§ INPUT FOR THIS TASK:

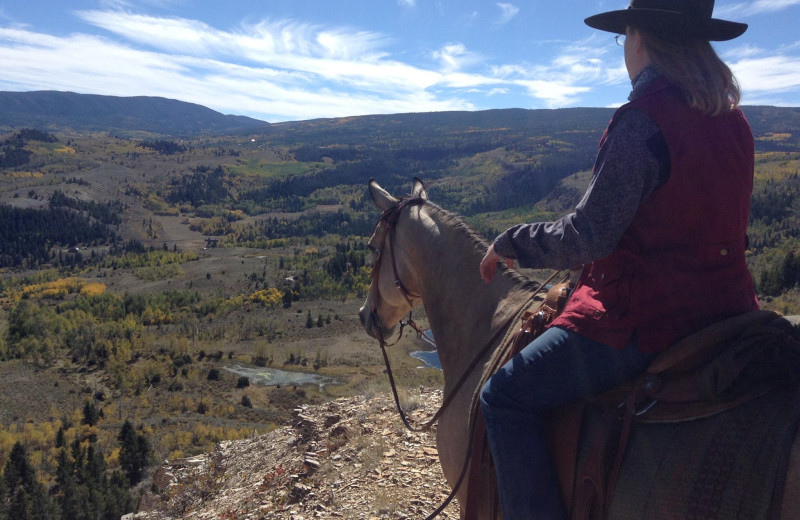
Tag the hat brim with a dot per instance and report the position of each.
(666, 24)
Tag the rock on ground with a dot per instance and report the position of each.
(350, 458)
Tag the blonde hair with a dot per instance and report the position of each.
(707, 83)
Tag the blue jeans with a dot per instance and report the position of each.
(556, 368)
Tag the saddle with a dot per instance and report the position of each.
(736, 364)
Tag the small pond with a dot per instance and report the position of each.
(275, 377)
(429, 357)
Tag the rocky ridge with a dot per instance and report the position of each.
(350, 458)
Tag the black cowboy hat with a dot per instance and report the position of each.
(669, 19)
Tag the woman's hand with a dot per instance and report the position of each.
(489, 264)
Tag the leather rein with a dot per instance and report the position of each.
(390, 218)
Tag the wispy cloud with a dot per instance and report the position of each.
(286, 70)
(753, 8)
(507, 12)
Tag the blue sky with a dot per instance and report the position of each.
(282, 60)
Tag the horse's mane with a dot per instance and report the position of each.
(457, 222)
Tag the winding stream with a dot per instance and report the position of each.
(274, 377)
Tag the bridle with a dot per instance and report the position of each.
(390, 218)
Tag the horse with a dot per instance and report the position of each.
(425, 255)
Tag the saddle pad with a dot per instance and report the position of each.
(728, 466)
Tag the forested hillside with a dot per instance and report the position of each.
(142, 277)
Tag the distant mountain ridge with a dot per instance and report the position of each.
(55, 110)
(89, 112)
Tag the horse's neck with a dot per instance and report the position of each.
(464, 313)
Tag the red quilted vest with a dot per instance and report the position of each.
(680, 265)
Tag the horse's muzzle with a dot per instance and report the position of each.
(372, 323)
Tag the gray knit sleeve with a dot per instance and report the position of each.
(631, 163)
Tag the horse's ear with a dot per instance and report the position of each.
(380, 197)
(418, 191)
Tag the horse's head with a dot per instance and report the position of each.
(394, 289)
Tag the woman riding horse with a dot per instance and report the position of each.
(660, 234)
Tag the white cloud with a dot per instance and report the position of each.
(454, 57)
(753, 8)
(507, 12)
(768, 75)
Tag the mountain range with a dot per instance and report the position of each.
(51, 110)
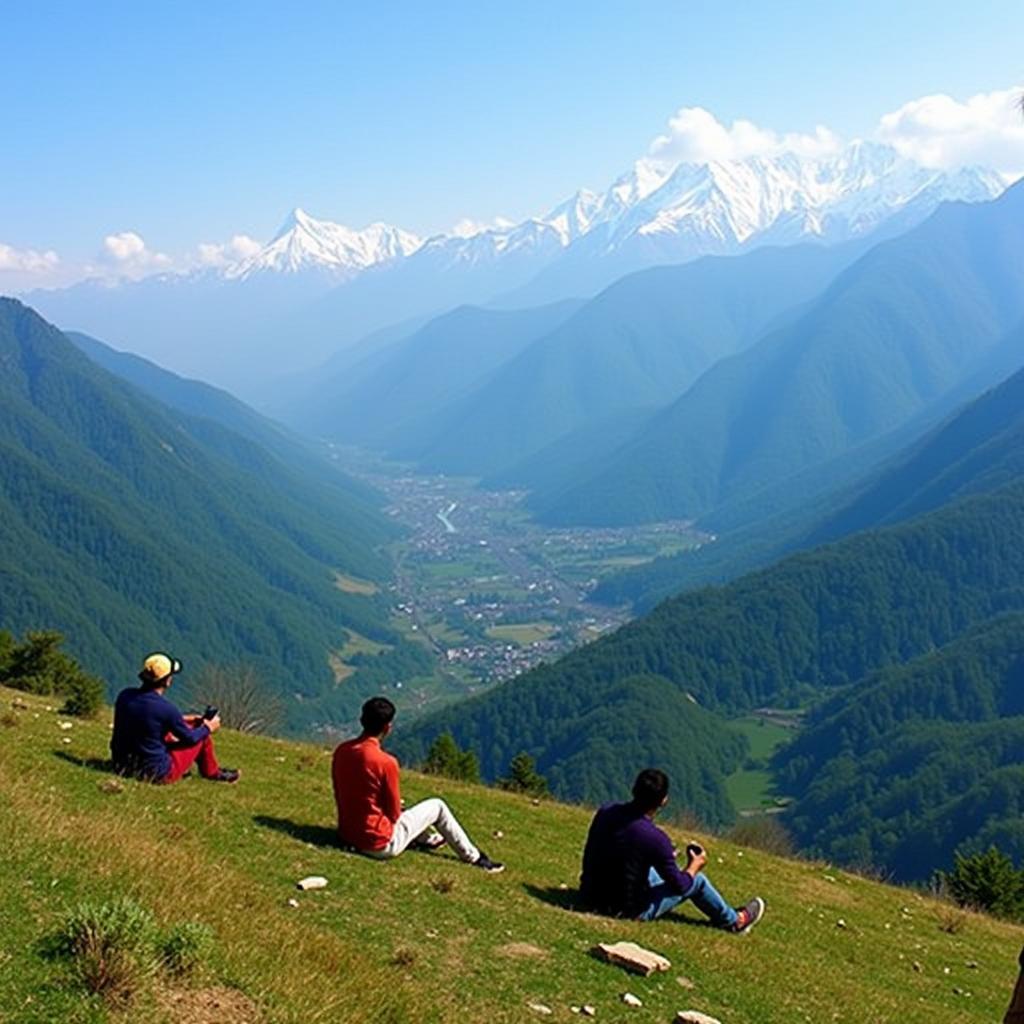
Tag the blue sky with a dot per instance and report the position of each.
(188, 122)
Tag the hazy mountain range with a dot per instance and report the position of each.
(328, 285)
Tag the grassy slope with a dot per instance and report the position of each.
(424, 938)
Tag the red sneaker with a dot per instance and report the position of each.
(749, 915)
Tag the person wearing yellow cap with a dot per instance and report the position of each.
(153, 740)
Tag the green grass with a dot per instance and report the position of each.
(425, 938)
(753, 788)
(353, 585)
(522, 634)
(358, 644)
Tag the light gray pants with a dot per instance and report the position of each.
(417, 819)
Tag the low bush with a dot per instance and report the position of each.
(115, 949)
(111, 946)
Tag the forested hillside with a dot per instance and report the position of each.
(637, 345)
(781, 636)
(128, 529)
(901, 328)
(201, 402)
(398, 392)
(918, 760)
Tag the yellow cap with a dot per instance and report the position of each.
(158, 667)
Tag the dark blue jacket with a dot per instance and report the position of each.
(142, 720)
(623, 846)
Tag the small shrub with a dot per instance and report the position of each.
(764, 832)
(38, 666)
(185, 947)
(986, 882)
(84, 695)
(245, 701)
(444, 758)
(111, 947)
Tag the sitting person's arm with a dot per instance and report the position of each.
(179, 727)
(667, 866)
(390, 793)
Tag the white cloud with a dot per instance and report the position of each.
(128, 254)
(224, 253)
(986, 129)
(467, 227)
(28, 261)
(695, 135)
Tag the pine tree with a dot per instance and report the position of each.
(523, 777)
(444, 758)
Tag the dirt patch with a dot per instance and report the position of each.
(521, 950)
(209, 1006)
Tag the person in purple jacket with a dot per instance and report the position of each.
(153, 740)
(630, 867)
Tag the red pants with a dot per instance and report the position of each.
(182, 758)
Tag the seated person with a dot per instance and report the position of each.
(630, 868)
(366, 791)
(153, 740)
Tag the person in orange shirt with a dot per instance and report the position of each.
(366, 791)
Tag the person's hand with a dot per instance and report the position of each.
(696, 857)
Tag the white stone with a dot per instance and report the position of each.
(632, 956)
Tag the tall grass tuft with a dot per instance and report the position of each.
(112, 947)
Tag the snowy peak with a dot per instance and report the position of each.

§ SET TASK:
Please put the listing above, from the line with "Tag the dark" to the line with "(209, 1006)", into a two-column CSV headed instruction and response, with one row for each instruction and its response. Quote every field and replace line breaks inside a field with spaces.

§ SOLUTION TO THIS EXERCISE:
instruction,response
"Tag the dark blue jacket with a dot per instance and report the position of each.","(142, 720) (623, 846)"
"Tag the small shrub with a dot per instance and report the position of each.","(764, 832) (38, 666) (185, 947) (986, 882) (84, 695) (245, 701) (444, 758) (111, 947)"
"Tag the sitting person's arm with a dot per instance and report the position of each.","(179, 727) (667, 866) (390, 793)"
"Tag the white cloud with a dot per instance and report the position of each.","(128, 254) (224, 253) (986, 129) (467, 227) (28, 261) (695, 135)"
"Tag the pine tree with a dot per instance and report the position of each.","(523, 777) (444, 758)"
"Tag the dirt patch with a dot per instance and report the position of each.","(521, 950) (209, 1006)"